INSTRUCTIONS
1) Using the CTGT article, decide whether each statement agrees with it. For each, answer yes or no and quote the exact words of the article that settle it.
(a) The CTGT framework must retrain a model before it can suppress the variables it finds.
(b) DeepSeek's accuracy on sensitive questions rose to 96% in CTGT's tests.
(c) ChatGPT 4.5 hallucinates at a lower rate than DeepSeek R1.
2) Reproduce the part of the CTGT article between "It’s not clear" and "potential business disruption.", inclusive.

[[ SOURCE TEXT, beginning ]]

CTGT has extended a platform for optimizing infrastructure resources being consumed by large language models (LLMs) to now include a framework for removing the root cause of bias, hallucinations and other unwanted features.
Within each LLM there exist latent variables that correspond to, for example, a censorship trigger or toxic sentiment. The framework being developed by CTGT makes it possible to find those variables and either suppress them, or change an output, without having to retrain the model.
In tests, CTGT claims the framework it has developed can directly locate and modify the internal features responsible for censorship in an LLM in a matter of minutes to improve factual accuracy. For example, the accuracy of the open source, Chinese-developed DeepSeek model improved to 96% of sensitive questions asked, compared to 32% previously.
The overall goal is to eliminate the need to fine-tune or retrain LLMs that have been deliberately trained to surface inaccurate or misleading information, says CTGT CEO Cyril Gorlla. In effect, the framework provides organizations with radical transparency into how the AI model was constructed, he adds. “We can hold them to a higher standard,” says Gorlla.
Hallucinations are becoming a more pressing issue as LLM research continues to advance. According to McKinsey, $67.4 billion in global losses were linked to AI hallucinations across industries in 2024 and the issue appears to be worsening, with newer versions of some models hallucinating more than the previous LLMs. The recently launched ChatGPT 4.5 model, for example, has a 30% hallucination rate. In contrast, the hallucination rate for DeepSeek R1 is 14.9%, with much of the misinformation being intentionally coded into the model at the behest of the Chinese government.
Despite those concerns, however, organizations continue to adopt DeepSeek simply because it provides a much lower cost alternative to rival proprietary LLM platforms. The CTGT framework now makes it feasible to use those models safely within a production environment at a much lower total cost of ownership (TCO), says Gorlla.
It’s not clear at what rate organizations are operationalizing LLMs, but concerns over accuracy are holding back many initiatives. LLMs are probabilistic in the sense they are making assumptions about the next most logical output to be generated based on the data that has been exposed. However, many business processes are deterministic in that they need to be performed the same way every time. As a result, any inconsistency or outright hallucination could have a substantial adverse impact on a business process. The CTGT framework would enable organizations to rectify those issues within minutes of being discovered to minimize any potential business disruption.
Ultimately, each organization will need to determine how much to rely on AI models to perform tasks. While no AI model is perfect, they are an innovation that promises to substantially improve productivity in a way that is too great to ignore. The challenge now is ensuring the output generated by these AI models is held to the same, or higher, standards that humans are expected to meet when answering the same questions.

[[ SOURCE TEXT, end ]]
[[ EXTRACTED RECORDS, beginning ]]

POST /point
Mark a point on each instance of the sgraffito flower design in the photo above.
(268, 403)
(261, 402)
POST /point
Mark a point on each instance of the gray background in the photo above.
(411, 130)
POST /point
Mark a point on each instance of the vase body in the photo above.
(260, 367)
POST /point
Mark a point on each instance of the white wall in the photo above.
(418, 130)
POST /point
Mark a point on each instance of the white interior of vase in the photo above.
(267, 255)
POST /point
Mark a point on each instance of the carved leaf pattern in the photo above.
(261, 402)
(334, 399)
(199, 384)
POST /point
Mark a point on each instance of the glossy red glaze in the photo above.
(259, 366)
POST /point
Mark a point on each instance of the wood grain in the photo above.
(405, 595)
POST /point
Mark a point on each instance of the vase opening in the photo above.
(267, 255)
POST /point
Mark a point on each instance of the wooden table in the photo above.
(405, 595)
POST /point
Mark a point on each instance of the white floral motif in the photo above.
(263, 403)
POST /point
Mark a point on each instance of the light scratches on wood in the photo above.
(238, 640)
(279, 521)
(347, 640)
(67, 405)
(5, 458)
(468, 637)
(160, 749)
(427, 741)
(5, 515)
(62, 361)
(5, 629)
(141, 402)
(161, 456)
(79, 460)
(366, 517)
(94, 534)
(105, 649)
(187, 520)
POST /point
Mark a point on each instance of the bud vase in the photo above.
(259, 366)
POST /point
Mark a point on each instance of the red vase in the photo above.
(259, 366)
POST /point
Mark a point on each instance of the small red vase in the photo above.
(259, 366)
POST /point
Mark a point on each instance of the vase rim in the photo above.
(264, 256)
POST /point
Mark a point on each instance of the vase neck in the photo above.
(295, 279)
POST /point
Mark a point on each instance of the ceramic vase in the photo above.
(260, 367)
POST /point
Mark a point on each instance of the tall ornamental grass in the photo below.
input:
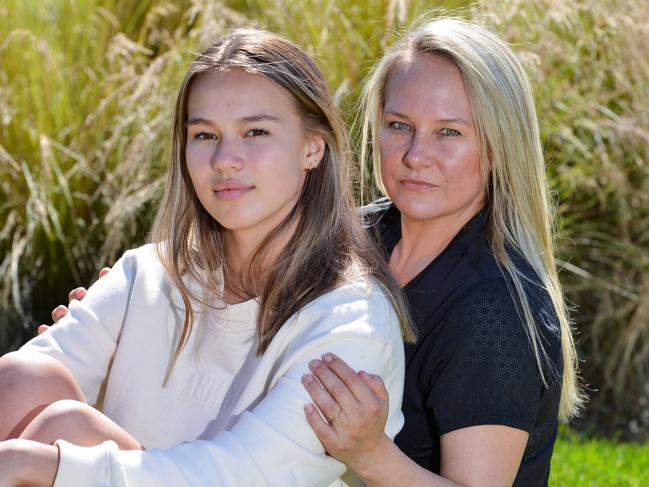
(86, 93)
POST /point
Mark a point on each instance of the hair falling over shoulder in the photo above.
(520, 211)
(328, 247)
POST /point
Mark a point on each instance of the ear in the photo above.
(315, 148)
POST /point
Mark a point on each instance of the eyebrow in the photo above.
(458, 120)
(260, 117)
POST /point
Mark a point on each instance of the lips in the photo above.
(231, 190)
(414, 184)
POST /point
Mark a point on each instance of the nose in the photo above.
(418, 153)
(226, 156)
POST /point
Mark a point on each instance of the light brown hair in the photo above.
(328, 247)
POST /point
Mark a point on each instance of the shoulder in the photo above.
(142, 258)
(360, 309)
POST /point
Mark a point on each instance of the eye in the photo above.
(256, 132)
(204, 136)
(449, 132)
(396, 125)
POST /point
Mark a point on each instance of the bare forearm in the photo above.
(393, 468)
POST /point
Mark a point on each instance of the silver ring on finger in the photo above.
(335, 416)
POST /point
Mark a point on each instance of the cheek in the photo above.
(391, 157)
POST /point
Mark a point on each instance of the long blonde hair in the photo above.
(328, 247)
(512, 164)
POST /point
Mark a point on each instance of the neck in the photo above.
(423, 240)
(240, 247)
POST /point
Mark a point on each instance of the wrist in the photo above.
(373, 463)
(35, 463)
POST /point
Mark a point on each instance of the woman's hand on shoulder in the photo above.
(355, 406)
(61, 310)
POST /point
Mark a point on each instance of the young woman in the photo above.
(195, 344)
(451, 120)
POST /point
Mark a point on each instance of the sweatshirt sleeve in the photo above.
(271, 444)
(85, 339)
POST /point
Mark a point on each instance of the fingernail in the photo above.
(307, 378)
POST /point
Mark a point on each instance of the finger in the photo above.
(336, 387)
(59, 312)
(321, 397)
(77, 293)
(350, 378)
(323, 430)
(375, 383)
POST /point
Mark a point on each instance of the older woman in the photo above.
(467, 227)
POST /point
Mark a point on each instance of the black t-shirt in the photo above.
(472, 363)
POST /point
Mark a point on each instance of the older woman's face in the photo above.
(430, 164)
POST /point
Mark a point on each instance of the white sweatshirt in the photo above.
(226, 417)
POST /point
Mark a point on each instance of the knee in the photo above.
(64, 419)
(29, 374)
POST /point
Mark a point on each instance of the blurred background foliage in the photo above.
(86, 94)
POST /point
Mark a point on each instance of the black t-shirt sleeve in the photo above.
(485, 371)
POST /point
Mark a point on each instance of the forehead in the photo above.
(427, 84)
(237, 91)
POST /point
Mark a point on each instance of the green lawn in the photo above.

[[ EXTRACTED RECORDS, end ]]

EXERCISE SOLUTIONS
1)
(a) No: "either suppress them, or change an output, without having to retrain the model."
(b) Yes: "the accuracy of the open source, Chinese-developed DeepSeek model improved to 96% of sensitive questions asked, compared to 32% previously."
(c) No: "The recently launched ChatGPT 4.5 model, for example, has a 30% hallucination rate. In contrast, the hallucination rate for DeepSeek R1 is 14.9%"

2)
It’s not clear at what rate organizations are operationalizing LLMs, but concerns over accuracy are holding back many initiatives. LLMs are probabilistic in the sense they are making assumptions about the next most logical output to be generated based on the data that has been exposed. However, many business processes are deterministic in that they need to be performed the same way every time. As a result, any inconsistency or outright hallucination could have a substantial adverse impact on a business process. The CTGT framework would enable organizations to rectify those issues within minutes of being discovered to minimize any potential business disruption.